● **Instruction**
Put all of the rows below into a numbered list, leaving out any blank lines. Leave the pictures out of your answer.

● **Source data**
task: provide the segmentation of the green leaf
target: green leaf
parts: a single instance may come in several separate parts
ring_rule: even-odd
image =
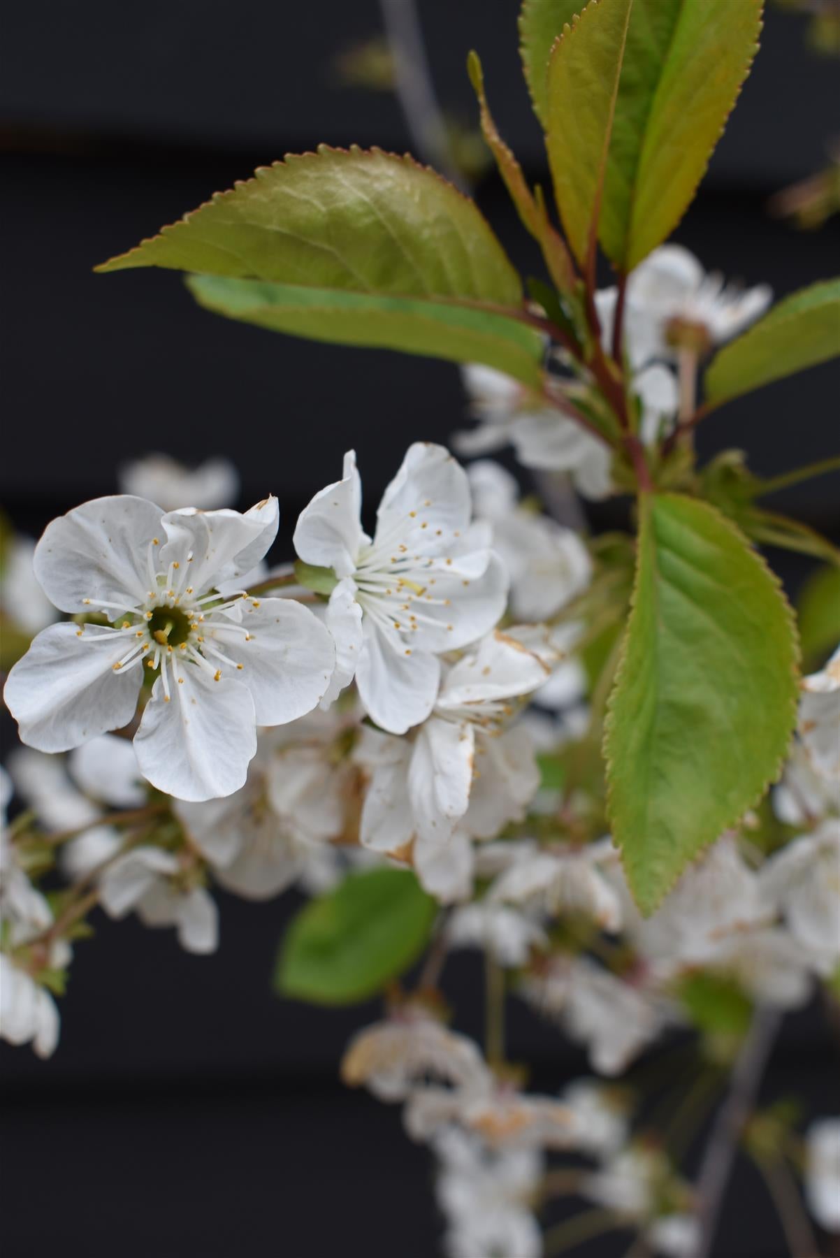
[[[817,668],[840,640],[840,567],[821,567],[802,586],[796,614],[807,669]]]
[[[351,873],[297,915],[274,986],[314,1004],[366,1000],[416,961],[436,912],[410,869]]]
[[[791,610],[738,530],[680,494],[639,509],[604,750],[612,835],[650,913],[778,775],[799,687]]]
[[[317,567],[314,564],[304,564],[302,559],[294,562],[294,575],[307,590],[316,594],[329,595],[338,585],[338,577],[331,567]]]
[[[590,0],[548,63],[546,147],[570,248],[594,265],[633,0]]]
[[[221,276],[192,276],[187,287],[206,309],[274,332],[451,362],[484,362],[531,389],[542,387],[541,333],[478,306]]]
[[[523,0],[519,52],[533,112],[548,127],[548,60],[563,26],[581,11],[581,0]]]
[[[837,353],[840,279],[826,279],[786,297],[724,346],[705,374],[705,399],[718,405]]]
[[[171,267],[401,297],[518,306],[519,277],[469,198],[411,157],[289,155],[97,270]]]
[[[752,1001],[724,975],[702,970],[687,974],[678,981],[675,995],[698,1030],[738,1037],[749,1030]]]
[[[762,0],[634,0],[606,169],[601,244],[636,267],[674,230],[747,77]],[[522,59],[548,130],[547,68],[580,0],[524,0]],[[558,103],[557,120],[562,106]],[[577,127],[571,103],[565,126]]]
[[[674,230],[758,50],[762,0],[636,0],[604,191],[601,244],[633,270]]]
[[[504,142],[498,132],[490,107],[484,91],[484,73],[478,53],[470,52],[467,58],[467,73],[473,84],[473,91],[478,98],[480,112],[482,135],[495,159],[499,175],[504,180],[511,200],[517,208],[517,214],[523,226],[539,244],[551,278],[561,292],[568,292],[575,284],[575,268],[572,267],[568,250],[562,239],[548,221],[542,198],[534,198],[522,174],[522,167],[513,155],[513,151]]]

● **Final result**
1. task: provide the segmentation of the green leaf
2. target: green leaf
3. parts: a single instance may come in several separate parts
4. ring_rule: even-odd
5. image =
6. [[[817,668],[840,640],[840,567],[821,567],[802,586],[796,614],[807,669]]]
7. [[[351,873],[297,915],[274,986],[314,1004],[366,1000],[416,961],[436,912],[410,869]]]
8. [[[791,610],[738,530],[680,494],[639,509],[604,750],[612,835],[650,913],[778,775],[799,687]]]
9. [[[317,567],[314,564],[304,564],[302,559],[294,562],[294,575],[307,590],[316,594],[329,595],[338,585],[338,577],[331,567]]]
10. [[[590,0],[548,63],[546,147],[570,248],[594,265],[633,0]]]
11. [[[221,276],[192,276],[187,287],[206,309],[274,332],[451,362],[484,362],[531,389],[542,387],[541,333],[478,306]]]
12. [[[523,0],[519,52],[533,112],[548,127],[548,60],[563,26],[581,11],[581,0]]]
13. [[[837,353],[840,279],[826,279],[786,297],[724,346],[705,374],[705,399],[718,405]]]
14. [[[171,267],[401,297],[518,306],[519,277],[469,198],[411,157],[289,155],[97,270]]]
15. [[[752,1001],[724,975],[702,970],[687,974],[678,981],[675,995],[698,1030],[738,1037],[749,1030]]]
16. [[[762,0],[634,0],[606,169],[601,244],[636,267],[674,230],[747,77]],[[522,59],[548,130],[547,68],[580,0],[524,0]],[[558,103],[557,120],[562,106]],[[577,127],[571,103],[565,126]]]
17. [[[674,230],[758,50],[762,0],[636,0],[604,191],[601,244],[633,270]]]
18. [[[504,142],[498,132],[490,107],[484,91],[484,73],[478,53],[470,52],[467,58],[467,73],[473,84],[473,91],[478,98],[480,112],[482,135],[495,159],[499,175],[504,180],[511,200],[517,208],[517,214],[523,226],[539,244],[551,278],[561,292],[568,292],[575,284],[575,268],[572,267],[568,250],[562,239],[548,221],[542,198],[534,198],[522,174],[522,167],[513,155],[513,151]]]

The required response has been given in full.